### WRITTEN EXERCISE
Answer these questions from the devotional on nurturing a heart for God below.
1. What does the writer name as one very practical way to nurture a heart for God?
2. Which verse reference appears with the words "Greater love has no one than this"?
3. Who suggests the Scriptures given under the first idea for rehearsing the gospel?

### SELECTED PASSAGE
——

Nurturing a Heart for God ~ 5

As I meditate upon those things that hinder me having a heart for God, probably at the top of my list are the subtle and not-so-subtle ways that I have a heart for myself.  
“I love myself supremely because I am the most worthy person I know to be loved and also because I think I can do a better job at it any anyone else.”1 (Vincent)
Until I come to the place where I am not at the top of my own list, I will never love God with abandonment.  I can’t.  
I know that I have shared from Vincent’s book often over the previous few months but grant me to share again.  It has been a life-changing book for me and I want to pass that along.  
One very practical way to nurture a heart for God is to daily rehearse the gospel.  My own experience has been that as I do that, my heart softens towards God and I fall more and more in love with Him.  
Vincent says, “First, the gospel assures me that the love of God is infinitely superior to any love that I could ever give to myself…” And “Second, the gospel reveals to me the breathtaking glory and loveliness of God, and in so doing, it lures my heart away from love of self and leaves me enthralled by Him instead. The more I behold God’s glory in the gospel, the more lovely He appears to me.  … These reminders deliver a one-two punch to my innate self-absorption and leave me increasingly absorbed with Christ.”2
John 15:13 Greater love has no one than this, that someone lay down his life for his friends.
2 Corinthians 4:4 …the light of the gospel of the glory of Christ…
Philippians 3:7-8 But whatever gain I had, I counted as loss for the sake of Christ. Indeed, I count everything as loss because of the surpassing worth of knowing Christ Jesus my Lord. For his sake I have suffered the loss of all things and count them as rubbish, in order that I may gain Christ…
“We make time for what we truly value. We build habits and routines around the things that really matter to us….Reminding ourselves of the gospel is the most important daily habit we can establish…we should create ways to immerse ourselves in these truths every day. No days off allowed…Your audience is your own heart.”3
There are several ways to rehearse the gospel.  Pick one that works for you.   Here are some ideas or find one of your own:
1. Meditate and memorize select Scriptures.  Here are some Mahaney suggests: 2 Corinthians 5:21, Romans 8:31-34, Isaiah 53:3-6, Romans 3:23-26, Romans 6:6-11, 1 Corinthians 15:3-4, and Galatians 2:21.

——

### SOURCE MATERIAL

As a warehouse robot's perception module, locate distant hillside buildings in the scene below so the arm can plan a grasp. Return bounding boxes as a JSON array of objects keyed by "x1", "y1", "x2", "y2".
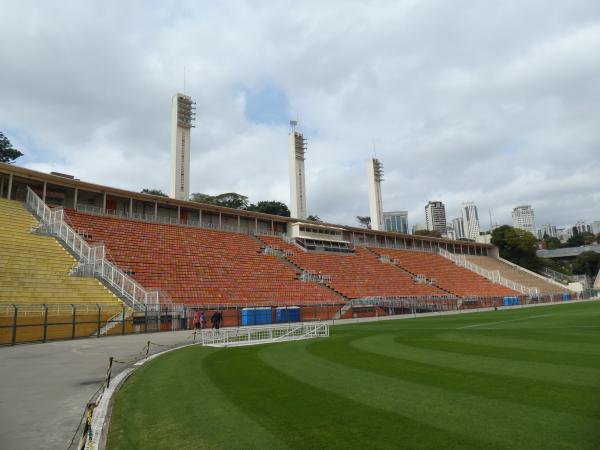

——

### FULL RESPONSE
1. Daily rehearsing the gospel.
2. John 15:13.
3. Mahaney.